Contour annotation records:
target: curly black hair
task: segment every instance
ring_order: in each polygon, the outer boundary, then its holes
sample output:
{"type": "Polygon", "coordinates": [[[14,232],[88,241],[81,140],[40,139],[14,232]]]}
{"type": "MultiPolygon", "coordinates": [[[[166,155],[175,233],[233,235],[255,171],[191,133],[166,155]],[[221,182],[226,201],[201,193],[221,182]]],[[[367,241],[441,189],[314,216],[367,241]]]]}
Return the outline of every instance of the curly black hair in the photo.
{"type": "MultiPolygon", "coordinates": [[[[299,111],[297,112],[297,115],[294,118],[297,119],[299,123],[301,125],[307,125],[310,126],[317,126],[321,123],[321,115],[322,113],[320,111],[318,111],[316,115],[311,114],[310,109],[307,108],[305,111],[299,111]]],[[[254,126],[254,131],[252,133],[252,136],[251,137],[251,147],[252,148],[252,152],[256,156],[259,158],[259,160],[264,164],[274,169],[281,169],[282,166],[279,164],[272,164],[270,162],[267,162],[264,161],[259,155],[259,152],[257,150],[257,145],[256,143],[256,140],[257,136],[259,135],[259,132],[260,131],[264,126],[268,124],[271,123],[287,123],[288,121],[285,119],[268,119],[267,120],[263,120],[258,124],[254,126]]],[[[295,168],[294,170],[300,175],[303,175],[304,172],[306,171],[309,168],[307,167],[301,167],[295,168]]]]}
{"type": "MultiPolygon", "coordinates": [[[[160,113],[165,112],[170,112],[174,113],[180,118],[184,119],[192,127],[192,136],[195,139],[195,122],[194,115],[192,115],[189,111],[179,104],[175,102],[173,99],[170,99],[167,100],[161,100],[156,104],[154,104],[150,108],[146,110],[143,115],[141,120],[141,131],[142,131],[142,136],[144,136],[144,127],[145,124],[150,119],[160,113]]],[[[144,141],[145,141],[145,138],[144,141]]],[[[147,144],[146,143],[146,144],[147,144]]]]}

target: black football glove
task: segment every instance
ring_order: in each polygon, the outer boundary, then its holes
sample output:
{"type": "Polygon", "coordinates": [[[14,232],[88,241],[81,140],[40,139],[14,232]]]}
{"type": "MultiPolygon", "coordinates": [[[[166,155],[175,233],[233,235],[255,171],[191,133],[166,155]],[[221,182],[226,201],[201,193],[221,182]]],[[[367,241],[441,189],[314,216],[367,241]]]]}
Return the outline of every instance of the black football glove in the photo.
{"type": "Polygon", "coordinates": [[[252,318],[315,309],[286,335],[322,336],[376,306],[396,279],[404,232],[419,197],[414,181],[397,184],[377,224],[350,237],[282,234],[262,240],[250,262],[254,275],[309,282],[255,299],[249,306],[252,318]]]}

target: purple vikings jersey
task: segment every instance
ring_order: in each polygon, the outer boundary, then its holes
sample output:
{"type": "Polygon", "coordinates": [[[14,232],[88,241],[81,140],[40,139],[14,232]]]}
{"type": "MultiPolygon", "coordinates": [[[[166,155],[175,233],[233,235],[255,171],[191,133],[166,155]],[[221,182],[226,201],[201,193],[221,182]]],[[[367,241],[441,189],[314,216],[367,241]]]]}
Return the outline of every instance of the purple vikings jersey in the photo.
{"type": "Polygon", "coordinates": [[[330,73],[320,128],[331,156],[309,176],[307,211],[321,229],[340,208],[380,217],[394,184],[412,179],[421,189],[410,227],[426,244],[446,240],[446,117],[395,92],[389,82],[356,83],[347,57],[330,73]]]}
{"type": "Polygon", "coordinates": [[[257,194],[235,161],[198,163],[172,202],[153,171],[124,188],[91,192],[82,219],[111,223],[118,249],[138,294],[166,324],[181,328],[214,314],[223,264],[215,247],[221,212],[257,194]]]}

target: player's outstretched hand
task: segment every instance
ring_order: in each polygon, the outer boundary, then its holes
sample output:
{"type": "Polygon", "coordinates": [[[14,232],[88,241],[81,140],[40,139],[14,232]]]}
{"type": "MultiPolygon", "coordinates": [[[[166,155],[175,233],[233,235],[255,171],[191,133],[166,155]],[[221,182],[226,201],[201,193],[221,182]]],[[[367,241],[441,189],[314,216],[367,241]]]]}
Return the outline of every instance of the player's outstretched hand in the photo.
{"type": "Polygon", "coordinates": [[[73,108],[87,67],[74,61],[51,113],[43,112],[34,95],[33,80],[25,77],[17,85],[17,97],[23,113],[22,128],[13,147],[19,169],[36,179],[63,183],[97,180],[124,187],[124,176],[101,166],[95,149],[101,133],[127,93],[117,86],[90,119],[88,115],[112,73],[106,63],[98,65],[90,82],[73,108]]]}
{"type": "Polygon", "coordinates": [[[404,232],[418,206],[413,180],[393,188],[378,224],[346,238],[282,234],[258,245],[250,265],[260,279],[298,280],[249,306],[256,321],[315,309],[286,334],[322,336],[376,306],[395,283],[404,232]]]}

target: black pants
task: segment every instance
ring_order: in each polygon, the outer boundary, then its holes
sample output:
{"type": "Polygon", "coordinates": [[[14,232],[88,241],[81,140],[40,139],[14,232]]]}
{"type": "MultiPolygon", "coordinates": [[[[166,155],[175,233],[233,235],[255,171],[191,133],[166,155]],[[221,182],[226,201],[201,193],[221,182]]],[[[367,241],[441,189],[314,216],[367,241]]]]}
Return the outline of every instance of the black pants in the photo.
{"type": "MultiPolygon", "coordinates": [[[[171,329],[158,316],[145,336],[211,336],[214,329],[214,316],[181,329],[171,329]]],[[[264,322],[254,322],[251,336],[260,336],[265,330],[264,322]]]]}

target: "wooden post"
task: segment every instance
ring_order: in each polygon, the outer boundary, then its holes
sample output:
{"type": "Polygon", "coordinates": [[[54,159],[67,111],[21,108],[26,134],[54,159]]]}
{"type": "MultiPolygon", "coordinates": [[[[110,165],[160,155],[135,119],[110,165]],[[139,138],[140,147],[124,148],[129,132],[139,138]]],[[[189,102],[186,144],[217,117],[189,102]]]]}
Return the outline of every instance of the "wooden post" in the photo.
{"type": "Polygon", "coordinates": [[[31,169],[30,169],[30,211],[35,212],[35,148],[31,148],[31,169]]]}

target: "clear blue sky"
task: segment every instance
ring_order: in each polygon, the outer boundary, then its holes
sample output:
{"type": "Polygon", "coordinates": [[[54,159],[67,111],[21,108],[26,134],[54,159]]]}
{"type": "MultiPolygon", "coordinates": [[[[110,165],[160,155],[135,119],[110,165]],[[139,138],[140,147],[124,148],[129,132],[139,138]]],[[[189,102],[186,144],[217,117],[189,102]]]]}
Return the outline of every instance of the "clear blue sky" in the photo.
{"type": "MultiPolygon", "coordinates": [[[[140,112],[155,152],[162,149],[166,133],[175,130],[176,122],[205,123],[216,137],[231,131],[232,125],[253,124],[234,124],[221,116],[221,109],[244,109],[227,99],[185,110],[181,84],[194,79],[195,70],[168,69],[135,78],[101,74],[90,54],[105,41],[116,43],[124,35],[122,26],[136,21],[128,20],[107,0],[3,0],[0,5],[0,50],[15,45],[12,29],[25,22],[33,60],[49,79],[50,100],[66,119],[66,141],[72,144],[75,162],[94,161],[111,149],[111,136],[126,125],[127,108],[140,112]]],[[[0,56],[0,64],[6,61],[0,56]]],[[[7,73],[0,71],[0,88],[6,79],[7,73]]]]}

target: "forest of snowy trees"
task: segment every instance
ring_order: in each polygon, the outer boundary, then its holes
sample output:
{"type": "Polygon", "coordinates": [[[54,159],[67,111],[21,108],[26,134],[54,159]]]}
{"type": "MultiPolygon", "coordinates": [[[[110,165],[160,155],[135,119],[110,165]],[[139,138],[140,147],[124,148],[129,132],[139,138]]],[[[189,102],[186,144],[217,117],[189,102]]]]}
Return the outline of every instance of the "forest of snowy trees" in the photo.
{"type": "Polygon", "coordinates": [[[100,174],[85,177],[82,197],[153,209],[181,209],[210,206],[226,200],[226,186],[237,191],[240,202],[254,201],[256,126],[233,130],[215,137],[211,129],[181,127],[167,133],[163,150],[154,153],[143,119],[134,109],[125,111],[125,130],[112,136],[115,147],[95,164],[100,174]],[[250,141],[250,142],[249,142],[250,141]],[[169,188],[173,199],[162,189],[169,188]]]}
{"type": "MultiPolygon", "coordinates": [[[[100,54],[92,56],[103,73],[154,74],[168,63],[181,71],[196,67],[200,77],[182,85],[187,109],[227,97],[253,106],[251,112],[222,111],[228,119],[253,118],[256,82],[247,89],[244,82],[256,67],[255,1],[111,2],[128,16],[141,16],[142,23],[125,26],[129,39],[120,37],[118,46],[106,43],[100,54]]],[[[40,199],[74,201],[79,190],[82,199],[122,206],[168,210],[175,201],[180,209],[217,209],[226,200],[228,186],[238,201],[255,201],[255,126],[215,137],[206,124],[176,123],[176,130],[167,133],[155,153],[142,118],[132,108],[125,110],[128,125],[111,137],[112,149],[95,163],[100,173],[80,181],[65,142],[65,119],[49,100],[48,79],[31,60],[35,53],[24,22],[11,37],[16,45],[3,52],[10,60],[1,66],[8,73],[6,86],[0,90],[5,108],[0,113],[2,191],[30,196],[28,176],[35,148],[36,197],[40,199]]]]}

* Task description
How many lines in the rows above contain the string "hair"? Case counts; reply with the number alone.

* Final result
2